Passage shown
Countries across the world are making rapid progress on child survival rates, showing it is possible to bring down child mortality significantly in two decades, the United Nations Children’s Fund said yesterday.

In its latest report, Unicef hailed a sharp drop of about 40 per cent in the number of children under the age of five dying, with the estimated global toll falling from nearly 12 million in 1990 to 6.9 million in 2011.

There was progress across diverse nations with varied wealth, Unicef said, providing evidence that neither a country’s regional nor economic status was necessarily a barrier to being able to reduce child death rates.

Poor countries such as Bangladesh, Liberia and Rwanda, middle-income countries such as Brazil, Mongolia and Turkey, and high-income countries such as Oman and Portugal, all made what Unicef described as dramatic gains, lowering their under-five death rates by more than two-thirds between 1990 and 2011.

Anthony Lake, Unicef’s executive director, said the decline was a “signi-ficant success” and testament to the work of governments, donors, agencies and families.

“But there is also unfinished business,” he added.

“Millions of children under five are still dying each year from largely preventable causes for which there are proven, affordable interventions.”

The report found that child deaths are increasingly concentrated in sub-Saharan Africa and South Asia, which together accounted for more than 80 per cent of all under-five deaths in 2011.

On average, one in every nine children in sub-Saharan Africa dies before reaching the age of five, it said.

“These lives could be saved with vaccines, adequate nutrition and basic medical and maternal care,” said Lake. “The world has the technology and know-how to do so. The challenge is to make these available to every child.”

More than half the pneumonia and diarrhoea deaths – which together account for almost 30 per cent of under-five deaths worldwide – occur in just four countries: the Democratic Republic of the Congo, India, Nigeria and Pakistan.

Vaccines to prevent pneumococcal disease and rotavirus, leading causes of pneumonia and diarrhoea, are widely available in wealthy countries but are still only gradually being rolled out in poorer nations.

Barbara Frost, chief executive of British-based charity WaterAid, said Unicef’s report also underlined the need for urgent focus on improving sanitation and access to clean water in developing countries.

The report showed that 11 per cent of child deaths – equating to 759,000 a year or 2,079 a day – are due to diarrhoeal diseases, of which 88 per cent can be attributed to a lack of clean water, safe sanitation and hygiene.

“Reducing under-five deaths by over 40 per cent in the last two decades shows that real progress can be made but the sad uncomfortable truth is that diarrhoea remains the second largest killer disease of children,” Frost said in a statement.

“With more children dying from diarrhoea caused by lack of access to clean water and safe sanitation than Aids, malaria and measles combined, we all need to focus on these basic inter­ventions that we know work.”

Pneumonia is the biggest killer disease of children, according to the World Health Organisation.

Latest data for 2010 shows that about one in three of the world’s population still lack access to safe sanitation and one in 10 do not have clean drinking water.

Excerpted data

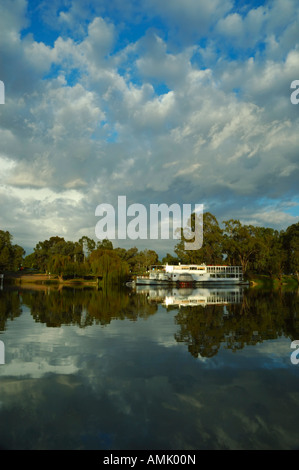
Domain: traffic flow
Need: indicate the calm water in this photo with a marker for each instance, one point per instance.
(153, 369)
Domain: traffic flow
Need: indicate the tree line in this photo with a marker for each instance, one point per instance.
(257, 249)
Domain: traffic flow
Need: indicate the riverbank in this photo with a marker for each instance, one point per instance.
(25, 278)
(262, 281)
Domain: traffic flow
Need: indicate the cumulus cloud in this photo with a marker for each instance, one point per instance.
(90, 116)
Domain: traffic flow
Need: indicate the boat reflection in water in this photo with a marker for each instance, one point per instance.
(183, 297)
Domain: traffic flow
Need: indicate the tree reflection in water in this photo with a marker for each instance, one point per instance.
(251, 318)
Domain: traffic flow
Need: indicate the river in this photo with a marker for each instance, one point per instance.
(148, 369)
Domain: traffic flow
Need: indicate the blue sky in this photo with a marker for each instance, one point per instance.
(180, 101)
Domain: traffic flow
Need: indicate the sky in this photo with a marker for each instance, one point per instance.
(173, 101)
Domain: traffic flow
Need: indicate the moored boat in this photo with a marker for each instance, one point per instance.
(192, 274)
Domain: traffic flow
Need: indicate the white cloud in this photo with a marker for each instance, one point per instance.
(100, 125)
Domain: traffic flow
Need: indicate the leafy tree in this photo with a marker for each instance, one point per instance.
(108, 266)
(240, 243)
(290, 241)
(11, 256)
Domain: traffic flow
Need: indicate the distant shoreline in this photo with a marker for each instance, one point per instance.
(256, 281)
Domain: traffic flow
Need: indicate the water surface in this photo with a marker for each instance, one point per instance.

Task prompt
Answer from the child mortality article:
1. What were the estimated global numbers of under-five deaths in 1990 and in 2011?
2. Which four countries account for more than half the pneumonia and diarrhoea deaths?
3. According to the 2010 data, what share of the world's population still lacks access to safe sanitation?

Your response
1. Nearly 12 million in 1990 and 6.9 million in 2011.
2. The Democratic Republic of the Congo, India, Nigeria and Pakistan.
3. About one in three.